[Start PROVIDED INFORMATION]

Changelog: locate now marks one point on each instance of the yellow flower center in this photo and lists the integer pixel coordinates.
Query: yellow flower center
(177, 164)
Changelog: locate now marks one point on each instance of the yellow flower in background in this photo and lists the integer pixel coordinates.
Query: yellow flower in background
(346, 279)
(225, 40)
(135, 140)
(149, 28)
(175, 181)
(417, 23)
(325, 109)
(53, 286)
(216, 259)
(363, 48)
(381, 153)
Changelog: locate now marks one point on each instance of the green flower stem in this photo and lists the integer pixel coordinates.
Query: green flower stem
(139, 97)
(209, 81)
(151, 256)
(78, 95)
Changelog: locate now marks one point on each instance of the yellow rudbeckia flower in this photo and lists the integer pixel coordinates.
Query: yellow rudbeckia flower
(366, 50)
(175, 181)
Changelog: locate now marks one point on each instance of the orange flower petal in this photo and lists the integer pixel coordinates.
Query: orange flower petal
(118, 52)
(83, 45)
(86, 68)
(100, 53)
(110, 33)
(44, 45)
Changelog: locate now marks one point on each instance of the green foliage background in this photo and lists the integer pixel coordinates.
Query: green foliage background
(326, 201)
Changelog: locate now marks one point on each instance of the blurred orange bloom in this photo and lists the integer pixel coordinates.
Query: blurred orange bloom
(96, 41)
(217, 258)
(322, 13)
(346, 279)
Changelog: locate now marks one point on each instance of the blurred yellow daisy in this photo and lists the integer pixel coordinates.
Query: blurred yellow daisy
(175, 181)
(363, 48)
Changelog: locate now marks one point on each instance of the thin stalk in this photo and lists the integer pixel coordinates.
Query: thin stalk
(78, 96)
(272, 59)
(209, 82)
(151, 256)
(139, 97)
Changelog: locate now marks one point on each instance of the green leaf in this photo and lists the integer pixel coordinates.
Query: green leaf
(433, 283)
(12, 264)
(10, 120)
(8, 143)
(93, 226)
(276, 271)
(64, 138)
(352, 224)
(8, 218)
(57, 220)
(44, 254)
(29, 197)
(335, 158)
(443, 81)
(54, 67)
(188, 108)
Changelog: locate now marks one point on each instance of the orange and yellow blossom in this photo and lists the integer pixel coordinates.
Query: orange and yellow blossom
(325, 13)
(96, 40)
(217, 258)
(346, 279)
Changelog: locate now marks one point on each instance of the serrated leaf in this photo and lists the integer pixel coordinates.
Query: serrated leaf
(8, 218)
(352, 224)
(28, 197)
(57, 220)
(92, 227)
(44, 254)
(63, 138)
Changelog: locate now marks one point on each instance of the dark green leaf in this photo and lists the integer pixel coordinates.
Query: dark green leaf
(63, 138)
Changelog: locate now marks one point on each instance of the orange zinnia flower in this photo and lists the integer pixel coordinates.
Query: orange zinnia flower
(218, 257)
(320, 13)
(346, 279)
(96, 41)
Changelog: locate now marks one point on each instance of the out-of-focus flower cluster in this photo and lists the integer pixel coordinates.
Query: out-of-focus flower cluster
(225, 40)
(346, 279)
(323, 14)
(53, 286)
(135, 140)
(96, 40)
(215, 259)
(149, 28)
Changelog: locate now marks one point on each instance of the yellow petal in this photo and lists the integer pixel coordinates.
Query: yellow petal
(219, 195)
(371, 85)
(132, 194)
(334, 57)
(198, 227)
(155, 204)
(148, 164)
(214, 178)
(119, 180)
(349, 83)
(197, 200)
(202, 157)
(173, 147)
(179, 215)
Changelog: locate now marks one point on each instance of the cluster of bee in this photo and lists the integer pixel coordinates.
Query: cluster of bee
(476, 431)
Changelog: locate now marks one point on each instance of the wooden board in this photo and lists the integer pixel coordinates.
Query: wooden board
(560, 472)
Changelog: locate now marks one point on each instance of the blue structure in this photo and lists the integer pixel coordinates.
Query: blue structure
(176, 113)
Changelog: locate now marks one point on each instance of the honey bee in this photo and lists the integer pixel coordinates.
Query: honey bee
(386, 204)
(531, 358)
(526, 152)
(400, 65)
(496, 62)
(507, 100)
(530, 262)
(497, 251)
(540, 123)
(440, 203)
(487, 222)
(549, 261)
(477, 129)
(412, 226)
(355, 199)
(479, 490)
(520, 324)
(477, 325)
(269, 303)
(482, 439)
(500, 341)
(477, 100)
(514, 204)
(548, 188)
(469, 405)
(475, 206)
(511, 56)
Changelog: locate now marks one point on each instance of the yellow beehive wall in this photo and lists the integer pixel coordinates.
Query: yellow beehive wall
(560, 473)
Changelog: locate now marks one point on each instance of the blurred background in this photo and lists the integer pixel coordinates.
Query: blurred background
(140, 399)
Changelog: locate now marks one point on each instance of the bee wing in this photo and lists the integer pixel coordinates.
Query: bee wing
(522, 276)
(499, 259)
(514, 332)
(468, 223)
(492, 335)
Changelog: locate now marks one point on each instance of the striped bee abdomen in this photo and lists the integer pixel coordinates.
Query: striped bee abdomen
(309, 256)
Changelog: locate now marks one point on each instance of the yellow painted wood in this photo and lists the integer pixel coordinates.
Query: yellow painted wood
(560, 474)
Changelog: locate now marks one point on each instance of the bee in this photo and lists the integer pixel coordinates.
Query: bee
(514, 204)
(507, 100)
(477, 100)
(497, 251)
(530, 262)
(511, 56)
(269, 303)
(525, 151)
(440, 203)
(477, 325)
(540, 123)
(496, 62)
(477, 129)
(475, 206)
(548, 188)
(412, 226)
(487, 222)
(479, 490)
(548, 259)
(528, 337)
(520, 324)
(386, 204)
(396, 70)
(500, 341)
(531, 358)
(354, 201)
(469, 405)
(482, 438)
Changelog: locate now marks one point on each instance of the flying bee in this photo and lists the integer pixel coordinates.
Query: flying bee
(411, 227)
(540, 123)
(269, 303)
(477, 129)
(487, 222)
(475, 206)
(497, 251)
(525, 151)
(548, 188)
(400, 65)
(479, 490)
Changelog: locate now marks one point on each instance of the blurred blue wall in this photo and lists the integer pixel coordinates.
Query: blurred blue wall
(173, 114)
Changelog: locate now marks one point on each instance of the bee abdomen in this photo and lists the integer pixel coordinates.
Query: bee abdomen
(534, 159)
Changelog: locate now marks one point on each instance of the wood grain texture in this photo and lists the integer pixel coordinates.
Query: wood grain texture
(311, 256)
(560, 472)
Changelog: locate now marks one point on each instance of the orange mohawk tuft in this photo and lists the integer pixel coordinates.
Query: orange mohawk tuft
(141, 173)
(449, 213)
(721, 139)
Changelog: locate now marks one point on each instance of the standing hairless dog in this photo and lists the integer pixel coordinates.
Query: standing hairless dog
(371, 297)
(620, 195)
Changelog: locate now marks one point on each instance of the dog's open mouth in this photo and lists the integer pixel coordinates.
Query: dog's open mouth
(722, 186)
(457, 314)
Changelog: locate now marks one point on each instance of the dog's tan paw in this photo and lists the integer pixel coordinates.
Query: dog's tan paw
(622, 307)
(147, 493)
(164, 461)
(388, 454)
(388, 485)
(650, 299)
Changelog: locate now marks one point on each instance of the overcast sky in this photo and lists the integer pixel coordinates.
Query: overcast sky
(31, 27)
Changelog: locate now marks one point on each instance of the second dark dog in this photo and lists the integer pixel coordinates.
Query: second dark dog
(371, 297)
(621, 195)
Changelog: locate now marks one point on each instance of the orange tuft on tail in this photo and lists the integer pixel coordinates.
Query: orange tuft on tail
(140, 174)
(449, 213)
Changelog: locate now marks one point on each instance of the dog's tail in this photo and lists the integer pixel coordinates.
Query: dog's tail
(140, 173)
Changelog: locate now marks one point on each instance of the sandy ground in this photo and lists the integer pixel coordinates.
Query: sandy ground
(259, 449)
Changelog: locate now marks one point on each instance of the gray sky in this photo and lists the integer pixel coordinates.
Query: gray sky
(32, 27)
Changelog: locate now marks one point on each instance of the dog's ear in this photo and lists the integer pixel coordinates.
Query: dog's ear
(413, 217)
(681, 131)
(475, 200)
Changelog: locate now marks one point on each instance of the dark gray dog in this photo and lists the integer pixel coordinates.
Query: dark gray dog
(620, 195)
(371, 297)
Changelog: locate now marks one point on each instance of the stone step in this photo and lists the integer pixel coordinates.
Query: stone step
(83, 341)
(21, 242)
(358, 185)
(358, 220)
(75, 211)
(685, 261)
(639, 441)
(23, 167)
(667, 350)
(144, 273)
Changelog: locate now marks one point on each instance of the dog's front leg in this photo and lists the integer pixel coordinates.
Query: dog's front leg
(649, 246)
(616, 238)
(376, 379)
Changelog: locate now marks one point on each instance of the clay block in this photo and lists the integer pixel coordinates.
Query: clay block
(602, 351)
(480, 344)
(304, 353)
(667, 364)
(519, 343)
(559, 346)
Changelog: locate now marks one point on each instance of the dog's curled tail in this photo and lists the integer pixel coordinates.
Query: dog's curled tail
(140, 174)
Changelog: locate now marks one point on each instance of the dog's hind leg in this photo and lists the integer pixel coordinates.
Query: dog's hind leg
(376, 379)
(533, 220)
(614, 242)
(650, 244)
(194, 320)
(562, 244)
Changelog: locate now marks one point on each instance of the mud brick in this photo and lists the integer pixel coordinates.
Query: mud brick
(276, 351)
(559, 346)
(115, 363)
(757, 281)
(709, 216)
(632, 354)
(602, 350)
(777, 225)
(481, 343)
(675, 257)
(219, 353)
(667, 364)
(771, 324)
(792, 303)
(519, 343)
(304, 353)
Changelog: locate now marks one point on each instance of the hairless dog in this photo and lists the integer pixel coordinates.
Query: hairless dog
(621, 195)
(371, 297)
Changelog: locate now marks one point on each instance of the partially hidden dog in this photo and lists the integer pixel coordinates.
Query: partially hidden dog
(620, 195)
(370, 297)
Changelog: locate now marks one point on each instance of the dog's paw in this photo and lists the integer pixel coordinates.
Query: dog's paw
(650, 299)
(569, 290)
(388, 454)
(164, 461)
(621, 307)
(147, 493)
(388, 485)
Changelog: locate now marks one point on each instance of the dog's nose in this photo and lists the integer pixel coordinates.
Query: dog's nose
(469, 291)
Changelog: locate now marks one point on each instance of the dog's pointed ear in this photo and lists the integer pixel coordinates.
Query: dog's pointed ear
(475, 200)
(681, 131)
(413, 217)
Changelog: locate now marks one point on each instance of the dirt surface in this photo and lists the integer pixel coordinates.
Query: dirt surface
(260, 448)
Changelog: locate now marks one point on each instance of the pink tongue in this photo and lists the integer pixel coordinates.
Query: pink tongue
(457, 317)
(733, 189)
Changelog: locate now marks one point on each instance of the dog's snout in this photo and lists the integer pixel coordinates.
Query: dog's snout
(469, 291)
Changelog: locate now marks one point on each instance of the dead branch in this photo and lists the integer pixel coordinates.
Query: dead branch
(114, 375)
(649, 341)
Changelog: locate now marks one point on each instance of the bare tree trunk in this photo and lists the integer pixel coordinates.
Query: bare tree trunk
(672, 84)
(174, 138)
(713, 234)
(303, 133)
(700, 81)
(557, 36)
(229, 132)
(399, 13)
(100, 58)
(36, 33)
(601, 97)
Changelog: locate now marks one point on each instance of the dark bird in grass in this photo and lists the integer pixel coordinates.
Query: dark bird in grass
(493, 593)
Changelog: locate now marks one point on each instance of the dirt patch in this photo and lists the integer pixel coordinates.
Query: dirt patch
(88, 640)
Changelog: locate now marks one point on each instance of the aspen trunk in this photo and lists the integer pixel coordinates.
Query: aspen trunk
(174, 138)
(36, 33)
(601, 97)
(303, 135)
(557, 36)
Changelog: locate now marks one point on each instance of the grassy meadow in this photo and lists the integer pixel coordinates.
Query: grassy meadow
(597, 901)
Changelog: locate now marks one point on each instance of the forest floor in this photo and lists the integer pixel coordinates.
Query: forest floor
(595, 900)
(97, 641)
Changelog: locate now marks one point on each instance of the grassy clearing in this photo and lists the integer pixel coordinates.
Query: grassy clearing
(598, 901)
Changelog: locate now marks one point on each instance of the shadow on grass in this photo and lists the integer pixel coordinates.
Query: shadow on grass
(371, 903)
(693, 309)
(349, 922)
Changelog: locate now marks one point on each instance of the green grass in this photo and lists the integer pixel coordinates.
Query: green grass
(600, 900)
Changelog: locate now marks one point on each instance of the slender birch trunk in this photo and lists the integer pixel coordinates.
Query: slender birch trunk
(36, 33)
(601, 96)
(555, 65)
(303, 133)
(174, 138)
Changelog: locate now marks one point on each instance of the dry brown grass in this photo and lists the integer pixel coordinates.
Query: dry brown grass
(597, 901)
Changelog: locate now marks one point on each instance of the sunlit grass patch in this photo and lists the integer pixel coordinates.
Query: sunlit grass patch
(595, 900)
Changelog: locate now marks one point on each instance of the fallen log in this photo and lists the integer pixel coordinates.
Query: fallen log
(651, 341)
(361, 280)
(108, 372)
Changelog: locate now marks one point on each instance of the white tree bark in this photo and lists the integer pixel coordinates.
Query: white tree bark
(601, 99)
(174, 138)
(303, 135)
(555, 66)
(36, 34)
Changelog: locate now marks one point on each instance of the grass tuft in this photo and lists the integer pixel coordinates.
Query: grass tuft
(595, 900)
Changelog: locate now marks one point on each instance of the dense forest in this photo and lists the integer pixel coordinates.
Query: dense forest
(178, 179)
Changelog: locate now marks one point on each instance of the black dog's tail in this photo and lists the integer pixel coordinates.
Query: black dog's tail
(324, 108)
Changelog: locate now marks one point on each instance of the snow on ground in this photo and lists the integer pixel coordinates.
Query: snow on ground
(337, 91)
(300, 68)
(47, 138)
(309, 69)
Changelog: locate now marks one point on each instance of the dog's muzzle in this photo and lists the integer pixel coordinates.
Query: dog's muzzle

[End PROVIDED INFORMATION]

In the entries above, find the line containing "the grass tuft". Set down that line and every line after it through the last one, exactly and alone.

Changelog: locate now marks one point on each instance of the grass tuft in this photo and lists the integer pixel coordinates.
Query: grass tuft
(595, 900)
Changelog: locate now marks one point on each instance of the dense forest in this photo and lists the integer pixel coordinates.
Query: dense forest
(178, 179)
Changelog: locate now marks one point on each instance of the black dog's tail in this photo and lists the integer pixel coordinates.
Query: black dog's tail
(324, 108)
Changelog: locate now marks one point on each instance of the snow on ground in this photo and lists the integer pixel coordinates.
Query: snow on ground
(337, 91)
(300, 68)
(47, 138)
(309, 69)
Changelog: locate now marks one point on each instance of the dog's muzzle in this photo and lists the integer pixel coordinates.
Query: dog's muzzle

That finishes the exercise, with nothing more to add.